DATASET EXTRACT:
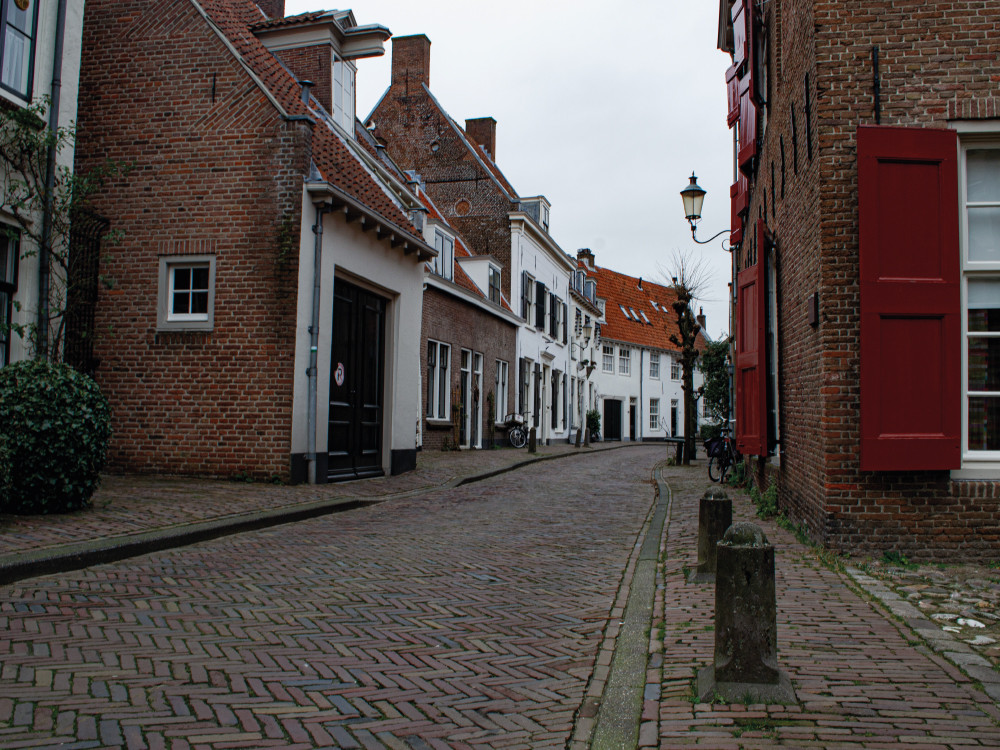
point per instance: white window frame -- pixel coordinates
(438, 399)
(975, 463)
(624, 361)
(607, 358)
(166, 318)
(501, 391)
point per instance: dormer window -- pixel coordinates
(495, 284)
(444, 263)
(343, 93)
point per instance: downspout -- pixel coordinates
(321, 209)
(44, 272)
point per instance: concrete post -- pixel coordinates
(715, 516)
(745, 667)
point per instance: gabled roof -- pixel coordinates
(654, 320)
(234, 20)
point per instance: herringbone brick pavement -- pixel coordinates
(464, 618)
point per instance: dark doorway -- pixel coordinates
(612, 419)
(356, 384)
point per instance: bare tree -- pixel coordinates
(689, 277)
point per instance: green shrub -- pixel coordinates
(57, 426)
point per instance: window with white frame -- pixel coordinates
(443, 264)
(495, 284)
(17, 45)
(9, 246)
(624, 361)
(500, 391)
(186, 293)
(608, 363)
(438, 391)
(343, 94)
(981, 295)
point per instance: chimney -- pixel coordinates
(483, 131)
(411, 62)
(272, 8)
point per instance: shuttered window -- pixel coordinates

WORK TO BE COMPLETED:
Could you give again exactly the lines from the line containing "point per instance: dormer" through the final line of the data above, and no others?

ANSWER BELOW:
point per instance: dormer window -- pixel coordinates
(495, 284)
(444, 263)
(343, 93)
point per instance: downspout -- pixel coordinates
(321, 209)
(44, 272)
point per instance: concrete post -- pixel coordinates
(715, 516)
(745, 667)
point per instance: gabled roof -- pixel coordinates
(654, 320)
(234, 20)
point per instance: herringbone brick pavement -- pixel coordinates
(464, 618)
point per instance: dark doorway -- pixel coordinates
(612, 419)
(356, 384)
point per instance: bare tree -- pixel coordinates
(689, 277)
point per instance: green shrub -- pixel coordinates
(57, 426)
point per instance: window with white frame -- pixel coordinates
(443, 264)
(495, 284)
(17, 45)
(9, 246)
(624, 361)
(500, 391)
(186, 293)
(608, 363)
(438, 391)
(343, 94)
(981, 295)
point per instance: chimney -- pixel coordinates
(483, 131)
(411, 62)
(272, 8)
point per instance: shuttered window -- pixel coordinates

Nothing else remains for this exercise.